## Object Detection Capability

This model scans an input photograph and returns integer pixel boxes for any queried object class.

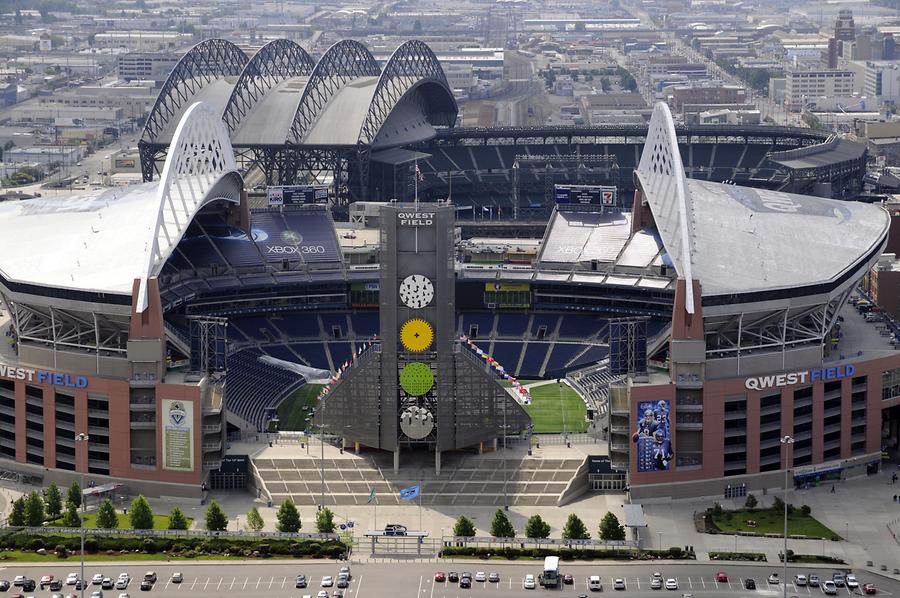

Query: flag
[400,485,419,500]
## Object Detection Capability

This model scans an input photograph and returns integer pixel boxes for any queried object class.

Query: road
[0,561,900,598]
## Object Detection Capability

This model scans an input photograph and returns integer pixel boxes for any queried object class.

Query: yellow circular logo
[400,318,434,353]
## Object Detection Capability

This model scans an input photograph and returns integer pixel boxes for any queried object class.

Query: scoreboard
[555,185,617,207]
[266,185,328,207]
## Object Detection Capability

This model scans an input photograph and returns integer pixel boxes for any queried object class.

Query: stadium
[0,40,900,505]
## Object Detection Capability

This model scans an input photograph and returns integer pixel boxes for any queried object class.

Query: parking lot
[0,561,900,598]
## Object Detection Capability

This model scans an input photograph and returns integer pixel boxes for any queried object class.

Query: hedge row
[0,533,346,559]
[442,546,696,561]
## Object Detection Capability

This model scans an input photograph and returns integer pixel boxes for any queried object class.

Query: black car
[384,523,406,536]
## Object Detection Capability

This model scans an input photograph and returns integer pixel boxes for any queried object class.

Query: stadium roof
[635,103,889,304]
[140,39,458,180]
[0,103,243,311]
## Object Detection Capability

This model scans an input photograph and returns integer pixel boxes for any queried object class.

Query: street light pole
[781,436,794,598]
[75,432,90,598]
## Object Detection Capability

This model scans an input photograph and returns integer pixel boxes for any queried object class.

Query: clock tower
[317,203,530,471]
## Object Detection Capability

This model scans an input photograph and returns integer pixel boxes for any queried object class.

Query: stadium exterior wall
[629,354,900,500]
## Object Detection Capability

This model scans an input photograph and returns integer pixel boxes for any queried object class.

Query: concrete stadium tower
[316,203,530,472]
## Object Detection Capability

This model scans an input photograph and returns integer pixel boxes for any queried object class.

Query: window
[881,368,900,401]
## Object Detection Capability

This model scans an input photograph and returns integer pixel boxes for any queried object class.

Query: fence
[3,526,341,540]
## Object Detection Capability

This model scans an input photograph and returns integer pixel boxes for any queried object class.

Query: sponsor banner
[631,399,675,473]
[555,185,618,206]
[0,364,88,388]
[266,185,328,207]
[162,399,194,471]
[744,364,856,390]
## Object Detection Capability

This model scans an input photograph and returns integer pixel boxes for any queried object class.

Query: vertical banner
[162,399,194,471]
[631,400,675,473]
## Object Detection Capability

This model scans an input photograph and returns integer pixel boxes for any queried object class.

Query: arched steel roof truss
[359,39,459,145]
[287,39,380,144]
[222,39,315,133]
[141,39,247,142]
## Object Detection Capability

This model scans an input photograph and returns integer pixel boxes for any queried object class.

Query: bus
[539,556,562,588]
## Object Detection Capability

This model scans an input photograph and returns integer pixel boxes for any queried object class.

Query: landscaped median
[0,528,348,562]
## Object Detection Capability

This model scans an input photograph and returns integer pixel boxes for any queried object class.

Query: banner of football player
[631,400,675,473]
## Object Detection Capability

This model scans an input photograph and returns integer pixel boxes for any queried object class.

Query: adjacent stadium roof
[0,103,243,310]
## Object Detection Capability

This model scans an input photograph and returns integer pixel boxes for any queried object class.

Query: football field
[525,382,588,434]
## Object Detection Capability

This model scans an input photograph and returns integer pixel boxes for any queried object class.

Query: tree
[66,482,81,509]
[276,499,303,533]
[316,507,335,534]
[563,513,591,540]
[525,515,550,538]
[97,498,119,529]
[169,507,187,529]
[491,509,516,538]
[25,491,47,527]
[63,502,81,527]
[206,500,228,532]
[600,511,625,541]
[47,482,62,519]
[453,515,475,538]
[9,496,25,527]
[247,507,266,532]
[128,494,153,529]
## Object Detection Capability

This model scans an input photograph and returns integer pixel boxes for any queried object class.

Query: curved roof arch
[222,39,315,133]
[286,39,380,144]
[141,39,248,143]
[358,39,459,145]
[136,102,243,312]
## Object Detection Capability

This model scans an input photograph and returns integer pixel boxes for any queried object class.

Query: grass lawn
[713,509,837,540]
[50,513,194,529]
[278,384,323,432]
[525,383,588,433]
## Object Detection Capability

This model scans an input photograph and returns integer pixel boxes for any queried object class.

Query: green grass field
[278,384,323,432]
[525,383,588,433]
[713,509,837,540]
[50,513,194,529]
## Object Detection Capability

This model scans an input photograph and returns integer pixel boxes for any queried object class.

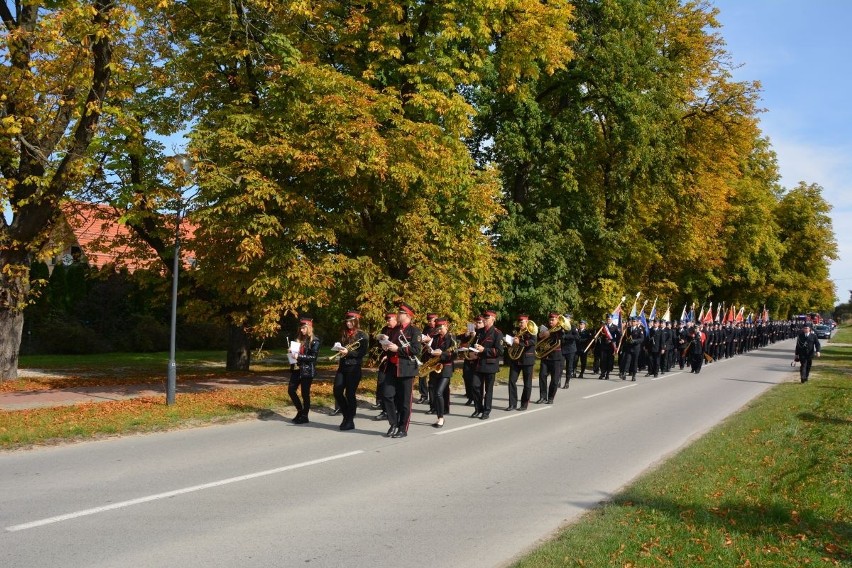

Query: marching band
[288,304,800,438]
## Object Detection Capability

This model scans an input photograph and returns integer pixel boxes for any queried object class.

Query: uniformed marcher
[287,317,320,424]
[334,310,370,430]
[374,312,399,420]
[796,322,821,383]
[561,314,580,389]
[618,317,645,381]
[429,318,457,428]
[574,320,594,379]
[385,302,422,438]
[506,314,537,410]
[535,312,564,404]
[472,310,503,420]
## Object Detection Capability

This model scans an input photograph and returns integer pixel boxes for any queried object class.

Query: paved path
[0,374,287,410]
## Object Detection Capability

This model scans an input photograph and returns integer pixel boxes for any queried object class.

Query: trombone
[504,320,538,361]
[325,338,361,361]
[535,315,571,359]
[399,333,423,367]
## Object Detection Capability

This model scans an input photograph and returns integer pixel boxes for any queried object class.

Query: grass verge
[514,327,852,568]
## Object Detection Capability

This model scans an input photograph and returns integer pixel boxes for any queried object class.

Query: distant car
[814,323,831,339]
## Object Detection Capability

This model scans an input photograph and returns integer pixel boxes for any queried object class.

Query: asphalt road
+ + + + +
• [Written task] Display each line of the data above that contains the string "field", matching case exactly.

• [Exercise output]
Query: football field
Query: green grass field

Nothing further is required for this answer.